— start of Source extract —
The PhD Diaries is a series of pieces written by PhD candidates who work in areas associated with the Identities in Transformation research theme. Over the course of several weeks, they will examine their relationship with their research and how it has changed them. Annie C. Humphrey is a PhD candidate in the School of Histories and Humanities, researching the depiction of Vikings in Middle Irish dynastic propaganda texts.

Identity in Trans*formation

I grew up in a suburb of New York City, the child of parents and step-parents without college degrees or passports. There was nothing about my childhood that suggested I’d be writing a PhD in medieval history at Trinity in Ireland while in my thirties. But during a tumultuous young adulthood I sought solace in history, became passionate about the humanities, and felt a calling to higher education.

When I came to Trinity I knew I was gender-nonconforming, but it was a far-off theoretical issue rather than a daily problem. Some of the things I like are associated with my assigned gender at birth (AGAB). Some are supposed to be for the other. I never felt like I was being subversive or contrarian to just follow what I liked. Fortunately, growing up in a liberal part of the U.S. meant that my interests were seen as quirky rather than immoral or unacceptable.

I never had an internal sense of gender. I thought no one did. I wondered why people felt so strongly about their own gender and pronouns and so on - why being called ‘mannish’ is an insult to women, and men are mocked by being called ‘girls’. I met trans* people when in my twenties who genuinely suffered by being misgendered, and eventually realised that I was the unusual one to not have an internal sense of gender. But I d been called by the pronouns of my AGAB for decades and seemed to be doing just fine.

Moving to Ireland and doing a PhD stripped me to my foundations. While Dublin is a progressive city, Irish society has slightly stronger and different gender expectations than I was used to. I found myself having to question, prove, and situate myself in ways I never did before. I felt alienated by subtle but pervasive expectations about gender presentation in clothes shops and pub behaviour. Conversation topics vary widely between between groups of men, groups of women, and mixed groups. This means that when the demographic of a group shifts (such as in the toilets), what’s acceptable to say out loud differs. Men typically buy drinks for women, even just female friends; in the US this would be considered dating behaviour but in Ireland it seems normal for men to pay for women no matter their relationship.
— end of Source extract —
— start of Extracted material —
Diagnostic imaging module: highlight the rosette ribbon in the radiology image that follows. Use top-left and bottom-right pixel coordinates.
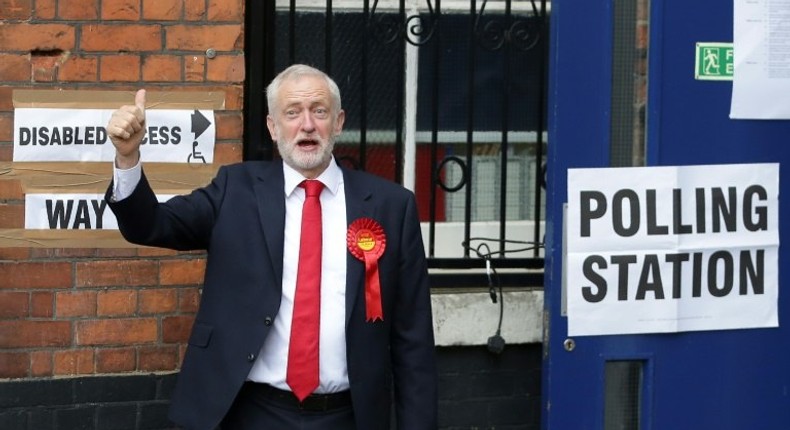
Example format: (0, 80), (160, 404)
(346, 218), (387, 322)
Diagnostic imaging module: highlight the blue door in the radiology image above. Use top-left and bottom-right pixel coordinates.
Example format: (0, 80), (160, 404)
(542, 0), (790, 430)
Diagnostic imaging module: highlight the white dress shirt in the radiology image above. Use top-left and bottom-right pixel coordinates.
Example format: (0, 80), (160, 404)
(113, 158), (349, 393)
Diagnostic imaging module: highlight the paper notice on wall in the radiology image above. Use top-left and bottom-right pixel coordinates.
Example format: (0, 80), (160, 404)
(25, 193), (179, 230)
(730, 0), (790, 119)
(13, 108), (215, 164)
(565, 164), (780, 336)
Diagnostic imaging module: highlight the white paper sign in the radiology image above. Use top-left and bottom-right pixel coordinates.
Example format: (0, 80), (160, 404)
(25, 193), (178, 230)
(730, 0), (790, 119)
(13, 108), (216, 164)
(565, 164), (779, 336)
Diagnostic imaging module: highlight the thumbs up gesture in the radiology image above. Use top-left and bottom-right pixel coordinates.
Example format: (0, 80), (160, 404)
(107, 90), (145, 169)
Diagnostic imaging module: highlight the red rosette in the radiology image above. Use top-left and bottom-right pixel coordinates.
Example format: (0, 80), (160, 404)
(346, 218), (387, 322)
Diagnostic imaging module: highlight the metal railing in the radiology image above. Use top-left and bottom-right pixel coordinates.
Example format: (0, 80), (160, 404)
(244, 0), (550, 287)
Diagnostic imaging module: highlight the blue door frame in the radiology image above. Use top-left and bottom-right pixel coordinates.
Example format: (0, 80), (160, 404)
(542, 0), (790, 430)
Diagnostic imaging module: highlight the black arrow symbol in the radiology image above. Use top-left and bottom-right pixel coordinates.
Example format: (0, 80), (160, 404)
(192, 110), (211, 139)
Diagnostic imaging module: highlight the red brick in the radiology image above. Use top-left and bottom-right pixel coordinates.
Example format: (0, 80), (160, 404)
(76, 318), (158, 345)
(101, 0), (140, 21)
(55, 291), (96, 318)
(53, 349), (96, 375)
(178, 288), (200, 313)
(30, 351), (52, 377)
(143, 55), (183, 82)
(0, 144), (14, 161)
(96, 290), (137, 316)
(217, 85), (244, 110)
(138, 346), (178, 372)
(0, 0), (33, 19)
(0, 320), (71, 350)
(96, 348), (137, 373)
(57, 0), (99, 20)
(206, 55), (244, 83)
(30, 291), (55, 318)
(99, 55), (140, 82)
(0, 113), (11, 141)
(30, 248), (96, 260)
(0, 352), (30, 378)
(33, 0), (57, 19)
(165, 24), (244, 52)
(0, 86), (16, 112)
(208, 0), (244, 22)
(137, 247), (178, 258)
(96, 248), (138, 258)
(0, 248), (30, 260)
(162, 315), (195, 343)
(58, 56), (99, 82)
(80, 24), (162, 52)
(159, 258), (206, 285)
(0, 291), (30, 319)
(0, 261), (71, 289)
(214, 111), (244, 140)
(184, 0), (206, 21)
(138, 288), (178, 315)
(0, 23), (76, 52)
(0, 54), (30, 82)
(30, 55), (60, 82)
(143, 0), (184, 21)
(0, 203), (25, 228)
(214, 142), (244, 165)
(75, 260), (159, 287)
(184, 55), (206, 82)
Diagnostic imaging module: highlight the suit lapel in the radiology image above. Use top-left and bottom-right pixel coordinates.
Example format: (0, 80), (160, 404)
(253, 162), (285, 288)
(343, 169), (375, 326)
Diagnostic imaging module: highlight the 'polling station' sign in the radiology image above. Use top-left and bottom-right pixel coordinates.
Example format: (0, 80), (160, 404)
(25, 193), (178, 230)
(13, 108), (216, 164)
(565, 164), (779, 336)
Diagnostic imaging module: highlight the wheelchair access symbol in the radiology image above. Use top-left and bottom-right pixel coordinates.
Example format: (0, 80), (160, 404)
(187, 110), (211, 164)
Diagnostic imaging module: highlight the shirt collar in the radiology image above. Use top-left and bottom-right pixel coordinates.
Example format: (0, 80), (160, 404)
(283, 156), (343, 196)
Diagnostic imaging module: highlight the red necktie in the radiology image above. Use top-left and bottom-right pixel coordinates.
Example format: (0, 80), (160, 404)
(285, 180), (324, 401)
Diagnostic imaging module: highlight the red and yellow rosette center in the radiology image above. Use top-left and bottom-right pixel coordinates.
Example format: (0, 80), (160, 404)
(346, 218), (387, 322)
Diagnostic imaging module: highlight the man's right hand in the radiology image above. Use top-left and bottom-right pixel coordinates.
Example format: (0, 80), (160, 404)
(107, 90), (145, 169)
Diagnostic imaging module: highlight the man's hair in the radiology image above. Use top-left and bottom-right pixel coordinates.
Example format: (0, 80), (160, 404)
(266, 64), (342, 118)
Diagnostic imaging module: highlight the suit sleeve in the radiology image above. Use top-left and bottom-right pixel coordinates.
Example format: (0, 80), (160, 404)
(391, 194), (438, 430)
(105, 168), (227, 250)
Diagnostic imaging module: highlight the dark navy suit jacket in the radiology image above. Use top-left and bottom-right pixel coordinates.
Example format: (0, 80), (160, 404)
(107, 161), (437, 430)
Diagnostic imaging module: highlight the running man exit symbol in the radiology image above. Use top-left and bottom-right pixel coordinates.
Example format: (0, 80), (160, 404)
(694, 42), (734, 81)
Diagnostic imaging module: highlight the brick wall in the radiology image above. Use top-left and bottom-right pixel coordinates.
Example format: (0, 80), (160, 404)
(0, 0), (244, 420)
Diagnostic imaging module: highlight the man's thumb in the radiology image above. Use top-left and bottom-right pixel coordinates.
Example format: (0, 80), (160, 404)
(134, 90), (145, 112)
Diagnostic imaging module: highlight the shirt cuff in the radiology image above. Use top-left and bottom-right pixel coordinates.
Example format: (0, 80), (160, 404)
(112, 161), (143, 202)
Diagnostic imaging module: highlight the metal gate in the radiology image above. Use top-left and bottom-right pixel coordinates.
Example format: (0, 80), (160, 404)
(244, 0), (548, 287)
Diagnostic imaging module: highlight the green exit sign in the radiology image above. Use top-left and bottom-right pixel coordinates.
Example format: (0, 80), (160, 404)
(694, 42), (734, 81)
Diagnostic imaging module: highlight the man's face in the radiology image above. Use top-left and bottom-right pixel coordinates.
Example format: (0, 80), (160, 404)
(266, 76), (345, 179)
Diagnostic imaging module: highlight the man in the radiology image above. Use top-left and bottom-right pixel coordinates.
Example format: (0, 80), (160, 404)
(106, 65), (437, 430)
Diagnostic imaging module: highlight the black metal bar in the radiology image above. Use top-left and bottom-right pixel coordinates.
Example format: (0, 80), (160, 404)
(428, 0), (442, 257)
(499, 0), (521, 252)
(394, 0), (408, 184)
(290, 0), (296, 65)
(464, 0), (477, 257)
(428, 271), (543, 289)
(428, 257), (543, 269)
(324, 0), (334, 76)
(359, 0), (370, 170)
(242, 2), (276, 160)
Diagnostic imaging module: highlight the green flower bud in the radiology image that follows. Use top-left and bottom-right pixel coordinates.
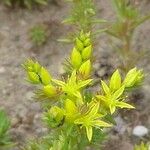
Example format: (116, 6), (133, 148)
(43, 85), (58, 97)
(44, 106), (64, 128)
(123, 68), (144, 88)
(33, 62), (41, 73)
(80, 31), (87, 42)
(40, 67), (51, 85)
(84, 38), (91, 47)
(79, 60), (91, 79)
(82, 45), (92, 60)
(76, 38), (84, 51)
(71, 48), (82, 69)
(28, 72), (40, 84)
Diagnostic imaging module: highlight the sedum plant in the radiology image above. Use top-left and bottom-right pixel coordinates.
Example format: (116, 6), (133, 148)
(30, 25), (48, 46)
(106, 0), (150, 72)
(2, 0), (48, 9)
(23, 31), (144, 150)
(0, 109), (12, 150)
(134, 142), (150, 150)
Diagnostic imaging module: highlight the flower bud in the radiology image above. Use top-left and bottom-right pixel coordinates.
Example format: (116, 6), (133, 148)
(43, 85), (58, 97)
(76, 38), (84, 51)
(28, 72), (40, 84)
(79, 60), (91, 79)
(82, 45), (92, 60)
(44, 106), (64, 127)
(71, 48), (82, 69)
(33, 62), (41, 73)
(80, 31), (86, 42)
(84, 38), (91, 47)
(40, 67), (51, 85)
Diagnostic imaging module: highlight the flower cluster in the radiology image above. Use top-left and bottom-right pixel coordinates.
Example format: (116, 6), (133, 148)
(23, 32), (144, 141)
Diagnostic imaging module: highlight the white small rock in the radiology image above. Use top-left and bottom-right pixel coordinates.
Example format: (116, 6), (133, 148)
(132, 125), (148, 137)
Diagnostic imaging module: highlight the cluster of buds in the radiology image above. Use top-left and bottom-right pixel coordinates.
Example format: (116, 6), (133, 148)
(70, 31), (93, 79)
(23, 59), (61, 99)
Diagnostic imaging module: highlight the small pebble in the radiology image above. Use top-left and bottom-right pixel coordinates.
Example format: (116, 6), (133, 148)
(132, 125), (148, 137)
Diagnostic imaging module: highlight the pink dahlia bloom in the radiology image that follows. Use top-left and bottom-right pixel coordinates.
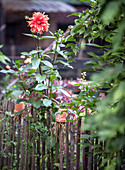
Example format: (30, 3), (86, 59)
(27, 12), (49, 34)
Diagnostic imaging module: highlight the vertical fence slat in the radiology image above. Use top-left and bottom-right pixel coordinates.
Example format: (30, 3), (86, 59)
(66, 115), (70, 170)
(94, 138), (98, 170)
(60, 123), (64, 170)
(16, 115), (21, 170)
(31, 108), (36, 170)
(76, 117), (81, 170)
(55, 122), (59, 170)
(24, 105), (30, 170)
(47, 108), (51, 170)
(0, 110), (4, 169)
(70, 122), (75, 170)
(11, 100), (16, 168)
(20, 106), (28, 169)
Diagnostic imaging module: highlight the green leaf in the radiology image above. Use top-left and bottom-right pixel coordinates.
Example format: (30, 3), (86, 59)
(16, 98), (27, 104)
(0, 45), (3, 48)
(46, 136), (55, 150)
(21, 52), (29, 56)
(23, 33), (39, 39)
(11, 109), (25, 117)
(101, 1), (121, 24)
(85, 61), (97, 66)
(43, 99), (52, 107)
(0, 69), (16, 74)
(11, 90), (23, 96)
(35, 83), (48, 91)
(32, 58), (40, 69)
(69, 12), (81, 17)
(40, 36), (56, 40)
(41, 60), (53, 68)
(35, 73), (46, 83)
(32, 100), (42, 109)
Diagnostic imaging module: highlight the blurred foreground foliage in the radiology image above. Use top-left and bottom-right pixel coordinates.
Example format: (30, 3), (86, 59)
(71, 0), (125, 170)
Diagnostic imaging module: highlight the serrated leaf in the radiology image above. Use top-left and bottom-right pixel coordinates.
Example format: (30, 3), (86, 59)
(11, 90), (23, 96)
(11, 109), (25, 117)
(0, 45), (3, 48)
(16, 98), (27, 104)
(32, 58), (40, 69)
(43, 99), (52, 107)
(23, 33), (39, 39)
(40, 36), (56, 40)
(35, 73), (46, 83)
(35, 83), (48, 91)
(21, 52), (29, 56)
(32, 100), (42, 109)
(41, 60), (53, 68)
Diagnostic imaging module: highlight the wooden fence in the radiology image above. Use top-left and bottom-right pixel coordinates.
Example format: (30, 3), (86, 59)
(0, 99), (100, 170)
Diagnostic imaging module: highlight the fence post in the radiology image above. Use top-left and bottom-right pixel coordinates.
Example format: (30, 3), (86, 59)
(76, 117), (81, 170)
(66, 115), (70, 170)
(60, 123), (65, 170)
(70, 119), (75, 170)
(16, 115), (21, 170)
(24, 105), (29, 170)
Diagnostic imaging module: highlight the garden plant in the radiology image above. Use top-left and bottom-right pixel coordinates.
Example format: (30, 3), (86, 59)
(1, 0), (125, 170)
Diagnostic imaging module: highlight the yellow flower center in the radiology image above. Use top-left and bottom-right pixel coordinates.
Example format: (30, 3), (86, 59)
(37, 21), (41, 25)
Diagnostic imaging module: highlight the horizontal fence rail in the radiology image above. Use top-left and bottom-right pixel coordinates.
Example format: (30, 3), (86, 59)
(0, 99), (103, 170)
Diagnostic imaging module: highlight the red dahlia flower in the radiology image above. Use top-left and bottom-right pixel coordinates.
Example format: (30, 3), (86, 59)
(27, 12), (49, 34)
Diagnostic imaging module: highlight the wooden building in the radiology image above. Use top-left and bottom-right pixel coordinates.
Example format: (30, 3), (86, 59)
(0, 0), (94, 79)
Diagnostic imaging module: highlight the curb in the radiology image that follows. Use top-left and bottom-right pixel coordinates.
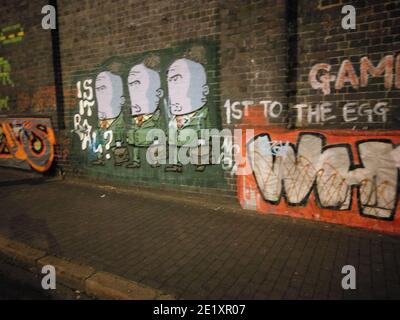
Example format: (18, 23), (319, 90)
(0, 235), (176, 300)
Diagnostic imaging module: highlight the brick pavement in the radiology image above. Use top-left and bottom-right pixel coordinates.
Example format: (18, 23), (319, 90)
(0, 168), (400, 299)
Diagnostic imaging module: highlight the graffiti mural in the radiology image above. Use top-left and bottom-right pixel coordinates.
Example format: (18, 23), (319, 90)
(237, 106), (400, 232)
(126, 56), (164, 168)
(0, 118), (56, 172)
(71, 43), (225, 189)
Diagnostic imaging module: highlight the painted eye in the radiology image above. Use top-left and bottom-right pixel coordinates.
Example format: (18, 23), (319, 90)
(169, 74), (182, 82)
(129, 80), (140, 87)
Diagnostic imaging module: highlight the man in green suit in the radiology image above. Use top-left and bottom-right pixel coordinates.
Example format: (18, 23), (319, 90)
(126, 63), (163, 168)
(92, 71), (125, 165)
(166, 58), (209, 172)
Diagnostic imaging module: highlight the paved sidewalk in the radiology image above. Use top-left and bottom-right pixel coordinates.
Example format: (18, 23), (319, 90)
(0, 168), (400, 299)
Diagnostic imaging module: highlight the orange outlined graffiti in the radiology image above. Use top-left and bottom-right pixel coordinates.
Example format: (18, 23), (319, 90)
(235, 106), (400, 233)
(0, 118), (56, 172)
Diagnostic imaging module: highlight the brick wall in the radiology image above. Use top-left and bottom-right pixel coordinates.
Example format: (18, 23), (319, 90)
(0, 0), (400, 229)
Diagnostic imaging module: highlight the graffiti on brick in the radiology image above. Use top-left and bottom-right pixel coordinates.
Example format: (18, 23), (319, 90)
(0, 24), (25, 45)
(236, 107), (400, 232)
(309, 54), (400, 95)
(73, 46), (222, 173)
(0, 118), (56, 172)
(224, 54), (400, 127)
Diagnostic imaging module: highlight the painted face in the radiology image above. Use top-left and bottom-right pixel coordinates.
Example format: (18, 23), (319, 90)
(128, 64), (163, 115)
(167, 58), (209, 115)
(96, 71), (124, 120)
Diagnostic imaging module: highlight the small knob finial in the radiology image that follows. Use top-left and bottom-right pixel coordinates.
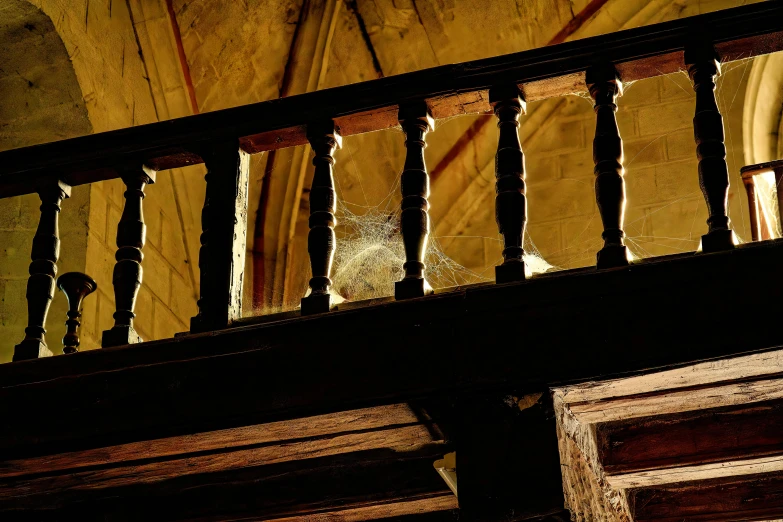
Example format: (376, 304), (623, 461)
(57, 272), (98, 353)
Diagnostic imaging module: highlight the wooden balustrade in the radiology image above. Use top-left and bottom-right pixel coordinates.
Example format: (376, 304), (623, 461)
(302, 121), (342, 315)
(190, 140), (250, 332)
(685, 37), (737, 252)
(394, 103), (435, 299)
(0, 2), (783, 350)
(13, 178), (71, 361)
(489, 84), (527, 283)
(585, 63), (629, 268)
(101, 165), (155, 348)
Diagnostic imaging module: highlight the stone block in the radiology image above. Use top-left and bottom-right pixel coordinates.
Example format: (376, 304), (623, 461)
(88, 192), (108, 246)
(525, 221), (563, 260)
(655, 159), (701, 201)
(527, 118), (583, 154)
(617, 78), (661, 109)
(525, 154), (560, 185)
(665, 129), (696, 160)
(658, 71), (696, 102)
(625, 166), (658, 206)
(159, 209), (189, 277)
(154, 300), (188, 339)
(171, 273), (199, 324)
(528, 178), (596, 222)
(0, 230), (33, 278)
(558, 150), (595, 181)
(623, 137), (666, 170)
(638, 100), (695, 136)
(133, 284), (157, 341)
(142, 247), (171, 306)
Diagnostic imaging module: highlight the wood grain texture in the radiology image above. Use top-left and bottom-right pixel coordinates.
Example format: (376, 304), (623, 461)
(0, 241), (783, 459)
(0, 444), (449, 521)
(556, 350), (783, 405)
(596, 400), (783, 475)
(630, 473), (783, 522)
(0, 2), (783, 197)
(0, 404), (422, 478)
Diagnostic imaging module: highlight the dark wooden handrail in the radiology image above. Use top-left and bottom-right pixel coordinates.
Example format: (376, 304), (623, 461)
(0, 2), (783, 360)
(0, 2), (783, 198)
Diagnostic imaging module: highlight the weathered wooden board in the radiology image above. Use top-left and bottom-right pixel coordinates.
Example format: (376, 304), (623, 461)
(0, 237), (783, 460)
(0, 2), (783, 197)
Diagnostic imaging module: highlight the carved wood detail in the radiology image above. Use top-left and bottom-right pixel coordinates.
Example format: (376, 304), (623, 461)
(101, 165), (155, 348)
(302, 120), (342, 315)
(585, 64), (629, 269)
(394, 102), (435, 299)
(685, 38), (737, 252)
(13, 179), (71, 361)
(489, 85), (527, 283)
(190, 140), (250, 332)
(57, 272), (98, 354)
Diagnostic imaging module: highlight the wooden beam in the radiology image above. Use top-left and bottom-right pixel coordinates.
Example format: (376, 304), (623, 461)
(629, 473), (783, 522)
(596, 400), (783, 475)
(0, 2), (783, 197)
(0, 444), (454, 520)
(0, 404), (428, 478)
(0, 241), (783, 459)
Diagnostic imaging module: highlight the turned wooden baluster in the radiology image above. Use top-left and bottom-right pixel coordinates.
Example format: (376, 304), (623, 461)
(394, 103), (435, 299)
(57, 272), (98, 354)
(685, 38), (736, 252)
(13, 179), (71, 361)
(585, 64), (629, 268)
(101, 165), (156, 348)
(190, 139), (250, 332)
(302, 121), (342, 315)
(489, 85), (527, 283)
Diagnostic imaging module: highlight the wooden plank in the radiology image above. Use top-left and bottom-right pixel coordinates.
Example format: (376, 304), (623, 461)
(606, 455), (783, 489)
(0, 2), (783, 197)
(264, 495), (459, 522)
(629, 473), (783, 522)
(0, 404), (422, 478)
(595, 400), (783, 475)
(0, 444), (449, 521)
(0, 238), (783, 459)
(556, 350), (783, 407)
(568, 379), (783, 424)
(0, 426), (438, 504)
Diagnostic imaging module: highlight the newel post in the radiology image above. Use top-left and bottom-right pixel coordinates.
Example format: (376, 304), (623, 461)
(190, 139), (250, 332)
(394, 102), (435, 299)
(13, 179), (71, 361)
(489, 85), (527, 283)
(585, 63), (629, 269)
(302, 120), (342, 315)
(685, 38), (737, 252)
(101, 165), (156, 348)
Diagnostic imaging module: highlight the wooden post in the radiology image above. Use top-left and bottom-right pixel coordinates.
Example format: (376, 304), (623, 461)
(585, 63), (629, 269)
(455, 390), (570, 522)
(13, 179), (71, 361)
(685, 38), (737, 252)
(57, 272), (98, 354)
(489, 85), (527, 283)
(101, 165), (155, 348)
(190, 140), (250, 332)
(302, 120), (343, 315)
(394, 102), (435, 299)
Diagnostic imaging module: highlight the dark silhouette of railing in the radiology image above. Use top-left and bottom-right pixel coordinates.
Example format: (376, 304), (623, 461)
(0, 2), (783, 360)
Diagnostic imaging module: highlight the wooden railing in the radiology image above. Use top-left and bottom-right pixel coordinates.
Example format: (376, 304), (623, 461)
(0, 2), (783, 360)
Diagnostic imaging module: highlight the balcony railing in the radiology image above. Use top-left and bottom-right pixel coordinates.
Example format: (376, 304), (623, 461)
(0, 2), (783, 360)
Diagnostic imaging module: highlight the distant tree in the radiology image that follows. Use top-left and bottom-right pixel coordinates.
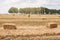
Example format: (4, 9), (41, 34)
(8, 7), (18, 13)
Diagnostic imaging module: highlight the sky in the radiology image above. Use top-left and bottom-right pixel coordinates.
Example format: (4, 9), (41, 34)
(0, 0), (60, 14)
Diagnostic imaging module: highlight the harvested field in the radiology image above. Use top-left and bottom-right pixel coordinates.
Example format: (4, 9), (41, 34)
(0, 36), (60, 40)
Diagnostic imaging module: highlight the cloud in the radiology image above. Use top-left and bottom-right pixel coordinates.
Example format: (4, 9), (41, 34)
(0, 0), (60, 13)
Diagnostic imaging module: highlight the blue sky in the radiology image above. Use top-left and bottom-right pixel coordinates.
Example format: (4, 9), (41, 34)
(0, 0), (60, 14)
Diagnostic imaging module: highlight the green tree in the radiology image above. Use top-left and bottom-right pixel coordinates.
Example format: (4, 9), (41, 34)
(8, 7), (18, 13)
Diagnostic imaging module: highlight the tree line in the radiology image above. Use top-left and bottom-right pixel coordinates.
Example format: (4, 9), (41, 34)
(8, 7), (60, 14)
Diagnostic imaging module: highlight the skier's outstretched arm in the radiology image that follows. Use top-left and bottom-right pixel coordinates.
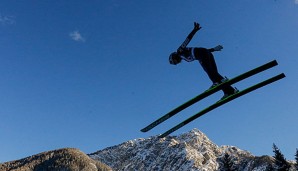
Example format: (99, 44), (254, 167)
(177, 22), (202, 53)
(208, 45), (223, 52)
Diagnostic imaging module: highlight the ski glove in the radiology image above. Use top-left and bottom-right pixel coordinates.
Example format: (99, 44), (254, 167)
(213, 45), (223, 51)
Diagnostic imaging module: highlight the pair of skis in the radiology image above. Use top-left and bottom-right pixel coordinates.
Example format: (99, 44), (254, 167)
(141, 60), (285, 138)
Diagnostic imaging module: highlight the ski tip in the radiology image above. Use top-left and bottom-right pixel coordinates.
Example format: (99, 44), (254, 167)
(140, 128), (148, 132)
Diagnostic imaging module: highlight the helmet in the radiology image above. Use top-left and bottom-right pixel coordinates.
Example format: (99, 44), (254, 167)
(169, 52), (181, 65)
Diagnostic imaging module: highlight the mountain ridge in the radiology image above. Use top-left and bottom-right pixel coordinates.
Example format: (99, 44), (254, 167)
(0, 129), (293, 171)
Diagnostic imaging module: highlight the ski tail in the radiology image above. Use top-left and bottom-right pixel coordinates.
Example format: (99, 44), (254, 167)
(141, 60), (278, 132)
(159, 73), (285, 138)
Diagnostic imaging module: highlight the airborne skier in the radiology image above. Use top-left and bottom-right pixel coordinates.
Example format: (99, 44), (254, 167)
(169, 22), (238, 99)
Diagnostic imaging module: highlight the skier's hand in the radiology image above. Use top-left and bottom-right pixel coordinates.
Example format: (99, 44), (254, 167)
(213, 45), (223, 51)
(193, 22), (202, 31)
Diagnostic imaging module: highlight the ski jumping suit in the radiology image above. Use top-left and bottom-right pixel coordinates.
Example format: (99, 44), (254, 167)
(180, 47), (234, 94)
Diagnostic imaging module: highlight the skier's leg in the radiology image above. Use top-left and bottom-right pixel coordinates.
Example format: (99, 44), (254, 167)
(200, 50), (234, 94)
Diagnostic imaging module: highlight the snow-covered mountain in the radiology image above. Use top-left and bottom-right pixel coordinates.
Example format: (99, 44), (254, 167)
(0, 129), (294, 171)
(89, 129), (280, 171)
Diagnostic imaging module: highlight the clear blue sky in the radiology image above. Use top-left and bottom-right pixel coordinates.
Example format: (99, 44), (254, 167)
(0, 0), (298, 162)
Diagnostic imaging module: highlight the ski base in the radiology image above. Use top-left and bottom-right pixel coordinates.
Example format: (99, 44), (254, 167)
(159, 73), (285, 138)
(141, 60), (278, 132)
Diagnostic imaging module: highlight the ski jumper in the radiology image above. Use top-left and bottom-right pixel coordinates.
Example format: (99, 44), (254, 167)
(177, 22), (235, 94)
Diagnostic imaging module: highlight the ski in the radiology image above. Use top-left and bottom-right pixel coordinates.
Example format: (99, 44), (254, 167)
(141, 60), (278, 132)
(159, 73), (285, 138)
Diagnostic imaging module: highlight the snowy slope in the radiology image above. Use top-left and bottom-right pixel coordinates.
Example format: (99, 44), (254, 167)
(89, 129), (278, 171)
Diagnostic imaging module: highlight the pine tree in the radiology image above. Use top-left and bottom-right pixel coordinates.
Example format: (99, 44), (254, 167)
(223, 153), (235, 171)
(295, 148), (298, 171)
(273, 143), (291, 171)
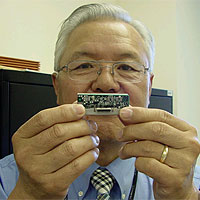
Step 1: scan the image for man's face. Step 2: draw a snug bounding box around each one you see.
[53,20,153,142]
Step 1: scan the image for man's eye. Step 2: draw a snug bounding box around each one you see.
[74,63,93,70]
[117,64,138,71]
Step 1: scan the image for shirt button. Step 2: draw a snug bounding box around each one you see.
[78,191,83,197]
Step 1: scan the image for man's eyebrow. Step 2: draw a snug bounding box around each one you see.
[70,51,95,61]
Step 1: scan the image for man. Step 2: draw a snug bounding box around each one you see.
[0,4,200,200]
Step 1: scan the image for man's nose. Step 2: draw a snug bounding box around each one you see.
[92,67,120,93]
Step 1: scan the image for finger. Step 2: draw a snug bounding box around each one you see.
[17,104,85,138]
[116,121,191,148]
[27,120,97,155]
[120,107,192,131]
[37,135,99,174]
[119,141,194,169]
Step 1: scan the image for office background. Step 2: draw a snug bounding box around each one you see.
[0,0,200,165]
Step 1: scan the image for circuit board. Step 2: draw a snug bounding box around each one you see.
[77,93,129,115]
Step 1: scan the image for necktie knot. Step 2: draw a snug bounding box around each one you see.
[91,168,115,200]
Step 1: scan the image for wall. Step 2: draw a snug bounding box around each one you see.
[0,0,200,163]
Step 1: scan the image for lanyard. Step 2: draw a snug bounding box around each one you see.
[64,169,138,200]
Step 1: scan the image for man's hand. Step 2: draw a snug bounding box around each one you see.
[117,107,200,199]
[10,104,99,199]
— end of Extracted material —
Stated task
Write the next part of the PhD diary essay on gender identity and life in Ireland, starting right after the sentence about men paying for women.

Answer to this problem
Meanwhile, one of the thematic chapters in my PhD thesis is on the ways gender affects the medieval Irish perception of the Hiberno-Norse in Middle Irish literature. In short, female characters have similar attributes whether they are Norse or Gaelic, but there are two different masculine ideals: the athletic and valiant Gaelic man relying on his own strength versus the heavily armoured Norse using ships and other technology. This reflects medieval anxieties about how to be a ‘man’ and indicates that there were two different value systems for men in pre-Norman Ireland, whereas women could (and likely did) function similarly in both of the ethno-linguistic communities.

To support my literary analysis of the primary source documents, I read about medieval gender studies and basic gender theory. The more I read, the more I acknowledged and agreed that gender — then and now — is performative and socially dependent. I applied what I was reading to myself and was surprised by the result. I didn’t feel dysphoric when I ‘played’ my AGAB, I just didn’t want to most of the time. I didn’t like being forced to live in one set of gendered values. I didn’t like being gendered even when no one was looking.

The turning point was when I was clad in a massive rain jacket from hood to knee, trying to get into a door through a group of students, when one politely told another to get out of my way by describing me with gendered language. I understood that this interaction had nothing to do with me, but my instant annoyance made me think. Why did I have to have a gender even when one could barely see my face or body? If gender is performative why was I always expected to perform one clearly? And why did I seem to have a problem with it, when almost everyone else doesn’t even think about it?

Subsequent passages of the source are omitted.